Task instructions >>
(1) Copy from the contraceptive patch article, starting at "Advantages and disadvantages" and ending at "in typical use.".
(2) Using the contraceptive patch article, mark each statement yes or no and quote the words that decide it. (a) The patches can be bought without a prescription. (b) In the clinical trials, 12% of users stopped using the patch because of adverse effects. (c) The patch protects against STIs.

Excerpted passage >>
- - - -
Failure rates (first year)
- Perfect use: 0.3%
- Typical use: 9%

Usage
- User reminders: Weekly application for 3 weeks
- Clinic review: 3-6 monthly

Advantages and disadvantages
- STI protection: No
- Weight: No proven effect
- Period advantages: Regulated, may be lighter and less painful
- Benefits: Compared to oral pills, may be less affected by antibiotics
- Risks: DVTs rates similar to oral combined pills

= Contraceptive patch =

Transdermal patch applied to prevent pregnancy

A contraceptive patch, also known as "the patch", is a transdermal patch applied to the skin that releases synthetic oestrogen and progestogen hormones to prevent pregnancy. They have been shown to be as effective as the combined oral contraceptive pill with perfect use, and the patch may be more effective in typical use.

Xulane and Twirla are approved for use in the United States. Evra is approved for use in Canada and marketed by Janssen Inc., and it is approved for use in the United Kingdom and in Europe and marketed by Janssen-Cilag. The patches are packaged in boxes of three and are only available by prescription.

== Medical uses ==
Because the patch works similarly to that of birth control pills, many of the benefits are the same. For example, the patch may make a woman's period lighter and more regular. It may also help to clear acne, decrease cramps, and reduce PMS symptoms. Additionally, the patch is associated with increased protection against iron deficiency anemia, ovarian cysts, pelvic inflammatory disease, and endometrial and ovarian cancer.

The patch is a simple and convenient form of birth control that requires weekly attention. When a woman stops using the patch, her ability to become pregnant returns quickly.

==Side effects==
In three large clinical trials involving a total of 3,330 women using the Ortho Evra / Evra patch for up to one year, 12% of users discontinued the patch because of adverse effects. The most frequent adverse effects leading to patch discontinuation were: nausea and/or vomiting (2.4%), application site reaction (1.9%), breast discomfort, engorgement or pain (1.9%), headache (1.1%), and emotional lability (1.0%).

The most frequent adverse effects reported while using the Ortho Evra / Evra patch were: breast discomfort, engorgement or pain (22%), headache (21%), application site reaction (17%), nausea (17%), upper respiratory tract infection (10%), menstrual cramps (10%), and abdominal pain (9%).

Breakthrough bleeding and/or spotting while using the Ortho Evra / Evra patch was reported by: 18% in cycle 1, 12% in cycle 3, 8% in cycle 6 and cycle 13. Breakthrough bleeding (requiring more than one pad or tampon per day) was reported by: 4% in cycle 1, 3% in cycle 3 and cycle 6, and 1% in cycle 13.

Overall, side effects that tend to go away after two or three months include bleeding between periods, breast tenderness, and nausea and vomiting. Symptoms that may last longer include skin irritation around the area where the patch is placed and a change in the woman's sexual desires.

Additional side effect information is provided in the Ortho Evra label information and the Evra Summary of Product Characteristics (SPC) and PIL.

===Interactions and contraindications===
Contraceptive effectiveness of the patch or any other hormonal contraceptive may be reduced significantly if administered alongside various antibiotics, antifungals, anticonvulsants, or other drugs that increase metabolism of contraceptive steroids.
- - - -
Stored data >>
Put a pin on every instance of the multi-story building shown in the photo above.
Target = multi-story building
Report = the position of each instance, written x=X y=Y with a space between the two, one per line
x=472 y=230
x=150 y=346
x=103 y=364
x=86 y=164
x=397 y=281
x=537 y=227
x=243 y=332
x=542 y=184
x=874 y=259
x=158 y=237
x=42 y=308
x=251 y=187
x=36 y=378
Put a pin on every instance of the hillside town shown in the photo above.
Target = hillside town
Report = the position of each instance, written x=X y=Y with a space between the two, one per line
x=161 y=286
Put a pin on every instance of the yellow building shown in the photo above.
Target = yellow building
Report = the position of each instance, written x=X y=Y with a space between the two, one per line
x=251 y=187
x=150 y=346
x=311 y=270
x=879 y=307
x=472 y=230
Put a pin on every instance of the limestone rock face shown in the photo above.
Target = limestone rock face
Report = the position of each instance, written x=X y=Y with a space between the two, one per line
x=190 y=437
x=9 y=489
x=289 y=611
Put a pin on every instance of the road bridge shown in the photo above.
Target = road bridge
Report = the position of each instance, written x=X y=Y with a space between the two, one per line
- - - -
Answers by item >>
(1)
Advantages and disadvantages
- STI protection: No
- Weight: No proven effect
- Period advantages: Regulated, may be lighter and less painful
- Benefits: Compared to oral pills, may be less affected by antibiotics
- Risks: DVTs rates similar to oral combined pills

= Contraceptive patch =

Transdermal patch applied to prevent pregnancy

A contraceptive patch, also known as "the patch", is a transdermal patch applied to the skin that releases synthetic oestrogen and progestogen hormones to prevent pregnancy. They have been shown to be as effective as the combined oral contraceptive pill with perfect use, and the patch may be more effective in typical use.

(2)
(a) No: "only available by prescription"
(b) Yes: "12% of users discontinued the patch because of adverse effects"
(c) No: "STI protection: No"